Problem description. Report how many lines below contain the string "yellow". Give only the number.

[Region annotation entries]
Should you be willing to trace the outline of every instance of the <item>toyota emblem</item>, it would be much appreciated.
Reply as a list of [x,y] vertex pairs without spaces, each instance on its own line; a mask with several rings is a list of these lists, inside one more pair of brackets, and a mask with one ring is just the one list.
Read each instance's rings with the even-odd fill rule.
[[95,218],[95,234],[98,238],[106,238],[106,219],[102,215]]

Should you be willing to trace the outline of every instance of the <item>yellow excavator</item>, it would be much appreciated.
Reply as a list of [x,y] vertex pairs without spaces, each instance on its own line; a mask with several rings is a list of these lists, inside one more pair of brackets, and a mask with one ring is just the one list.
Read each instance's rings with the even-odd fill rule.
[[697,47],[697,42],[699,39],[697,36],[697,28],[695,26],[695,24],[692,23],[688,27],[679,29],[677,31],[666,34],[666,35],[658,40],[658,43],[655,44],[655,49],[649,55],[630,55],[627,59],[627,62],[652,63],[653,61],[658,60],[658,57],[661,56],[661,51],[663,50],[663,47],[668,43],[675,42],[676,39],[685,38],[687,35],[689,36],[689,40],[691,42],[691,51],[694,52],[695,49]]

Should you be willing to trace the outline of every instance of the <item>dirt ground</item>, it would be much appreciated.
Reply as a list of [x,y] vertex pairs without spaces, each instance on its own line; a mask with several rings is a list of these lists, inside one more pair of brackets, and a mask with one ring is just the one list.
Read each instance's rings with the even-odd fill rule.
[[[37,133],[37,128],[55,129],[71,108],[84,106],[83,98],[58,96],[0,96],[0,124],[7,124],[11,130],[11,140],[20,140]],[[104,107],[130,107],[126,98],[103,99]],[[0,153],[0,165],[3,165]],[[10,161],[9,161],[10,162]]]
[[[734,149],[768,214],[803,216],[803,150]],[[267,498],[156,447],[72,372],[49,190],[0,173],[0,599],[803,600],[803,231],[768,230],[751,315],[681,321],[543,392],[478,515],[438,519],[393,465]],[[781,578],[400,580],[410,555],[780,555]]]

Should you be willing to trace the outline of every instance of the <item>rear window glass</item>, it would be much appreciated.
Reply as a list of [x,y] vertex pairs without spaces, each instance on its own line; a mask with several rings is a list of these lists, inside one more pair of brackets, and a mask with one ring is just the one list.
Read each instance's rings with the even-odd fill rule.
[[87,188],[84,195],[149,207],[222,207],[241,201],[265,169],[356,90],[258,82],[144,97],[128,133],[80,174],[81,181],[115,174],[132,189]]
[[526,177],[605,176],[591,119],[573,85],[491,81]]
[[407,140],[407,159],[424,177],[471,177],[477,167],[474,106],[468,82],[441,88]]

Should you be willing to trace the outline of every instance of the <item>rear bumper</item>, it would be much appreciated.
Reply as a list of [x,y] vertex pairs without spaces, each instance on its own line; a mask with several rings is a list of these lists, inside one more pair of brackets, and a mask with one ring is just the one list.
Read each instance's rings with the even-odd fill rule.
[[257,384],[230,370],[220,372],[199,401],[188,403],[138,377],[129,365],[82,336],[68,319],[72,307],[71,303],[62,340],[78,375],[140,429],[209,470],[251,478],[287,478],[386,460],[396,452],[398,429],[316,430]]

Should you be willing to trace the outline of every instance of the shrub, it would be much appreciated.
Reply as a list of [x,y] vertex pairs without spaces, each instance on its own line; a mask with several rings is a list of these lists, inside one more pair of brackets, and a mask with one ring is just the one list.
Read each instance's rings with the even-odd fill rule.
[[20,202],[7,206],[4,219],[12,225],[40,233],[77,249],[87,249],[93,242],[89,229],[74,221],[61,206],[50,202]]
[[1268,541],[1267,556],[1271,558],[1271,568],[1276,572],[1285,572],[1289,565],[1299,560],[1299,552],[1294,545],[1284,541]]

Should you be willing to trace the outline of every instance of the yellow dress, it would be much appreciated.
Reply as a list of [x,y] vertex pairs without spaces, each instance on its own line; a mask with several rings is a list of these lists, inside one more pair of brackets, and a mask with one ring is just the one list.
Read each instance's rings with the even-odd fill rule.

Exercise output. 2